[Object location annotation data]

☆ ☆ ☆

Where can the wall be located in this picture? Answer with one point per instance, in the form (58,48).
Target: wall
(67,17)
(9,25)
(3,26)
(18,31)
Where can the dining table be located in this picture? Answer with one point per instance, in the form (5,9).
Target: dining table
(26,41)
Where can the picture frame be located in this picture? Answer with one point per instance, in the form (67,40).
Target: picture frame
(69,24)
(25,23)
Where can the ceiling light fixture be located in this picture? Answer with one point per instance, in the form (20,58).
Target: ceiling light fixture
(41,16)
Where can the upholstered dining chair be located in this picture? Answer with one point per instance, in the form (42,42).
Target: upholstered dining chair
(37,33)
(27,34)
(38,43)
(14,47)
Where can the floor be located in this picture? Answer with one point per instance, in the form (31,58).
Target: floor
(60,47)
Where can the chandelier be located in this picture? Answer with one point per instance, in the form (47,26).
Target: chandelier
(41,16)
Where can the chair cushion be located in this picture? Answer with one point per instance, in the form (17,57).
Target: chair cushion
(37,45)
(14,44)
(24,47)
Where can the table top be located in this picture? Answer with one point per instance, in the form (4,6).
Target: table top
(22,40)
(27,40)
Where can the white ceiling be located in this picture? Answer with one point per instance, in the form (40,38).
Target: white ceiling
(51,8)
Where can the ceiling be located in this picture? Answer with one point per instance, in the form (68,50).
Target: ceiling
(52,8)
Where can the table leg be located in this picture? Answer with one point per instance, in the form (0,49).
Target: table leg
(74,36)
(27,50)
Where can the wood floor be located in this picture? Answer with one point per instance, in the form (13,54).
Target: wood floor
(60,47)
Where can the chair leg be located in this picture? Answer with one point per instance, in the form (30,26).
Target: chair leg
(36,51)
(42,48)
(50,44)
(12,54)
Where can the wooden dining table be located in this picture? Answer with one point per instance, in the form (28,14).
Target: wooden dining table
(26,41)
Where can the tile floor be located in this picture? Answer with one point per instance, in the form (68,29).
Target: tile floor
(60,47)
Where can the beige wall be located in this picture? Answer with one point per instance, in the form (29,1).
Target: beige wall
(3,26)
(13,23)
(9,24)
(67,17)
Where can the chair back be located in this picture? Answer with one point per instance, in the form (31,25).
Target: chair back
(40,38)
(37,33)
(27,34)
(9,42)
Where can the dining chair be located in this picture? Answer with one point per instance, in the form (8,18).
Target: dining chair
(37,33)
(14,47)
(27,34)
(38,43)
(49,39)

☆ ☆ ☆

» Instruction: Every entry should be output exactly as written, please.

» Written answer:
Where can the wall be located in this picture? Answer with one point per instance, in the form (58,48).
Target: wall
(67,17)
(9,25)
(3,26)
(18,31)
Where can the dining table be located in this picture? Answer with one point per instance, in the form (5,9).
Target: dining table
(26,41)
Where can the picture frame be located in this picture? Answer with one point per instance, in the form (67,40).
Target: picture frame
(69,24)
(25,23)
Where can the ceiling light fixture be located in this picture? Answer with one point per instance, in the form (20,58).
Target: ceiling light fixture
(41,16)
Where can the upholstered dining chair be located in this picture? Answer with one point per instance, in the form (42,42).
Target: upholstered dining chair
(37,33)
(27,34)
(38,43)
(14,47)
Where can the floor be located in this picture? Answer with one point per instance, in the form (31,58).
Target: floor
(60,47)
Where can the chandelier be located in this picture? Answer with one point per instance, in the form (47,26).
Target: chandelier
(41,16)
Where can the chair cushion be located in this picture? Answer with one point per instance, in the form (17,57).
Target: chair cushion
(37,45)
(14,44)
(24,47)
Where can the table top be located in this picture? Answer with one point per instance, in the form (4,6).
Target: table top
(22,40)
(27,40)
Where can the white ceiling be located in this picture? Answer with one point per instance, in the form (40,38).
Target: white ceiling
(51,8)
Where can the ceiling be located in this picture? Answer with one point per instance, in the form (68,50).
Target: ceiling
(52,8)
Where can the table leg be located in this picture? Answer with one point per instance, in the form (0,49).
Target: table leg
(74,36)
(27,50)
Where can the wood floor be located in this picture? Answer with one point per instance, in the form (13,54).
Target: wood floor
(60,47)
Where can the chair leg be located in this picture? Answer with one point per instance, in the form (30,26).
Target: chair leg
(36,51)
(42,48)
(50,44)
(12,54)
Where can the wooden dining table be located in this picture? Answer with one point per instance, in the form (28,14).
Target: wooden dining table
(26,41)
Where can the tile floor be located in this picture? Answer with one point per instance, in the form (68,29).
Target: tile floor
(60,47)
Where can the beige wall be located in this picture? Answer with one point per instance, in the form (29,1).
Target: beige wall
(3,26)
(13,23)
(9,24)
(67,17)
Where can the chair back be located in this picture? Answer with one point per instance, in the form (31,25).
Target: chair back
(40,38)
(37,33)
(27,34)
(9,42)
Where can the dining chair be located in this picture? Answer with one point per instance, in the form (8,18).
Target: dining chair
(37,33)
(14,47)
(27,34)
(38,43)
(49,39)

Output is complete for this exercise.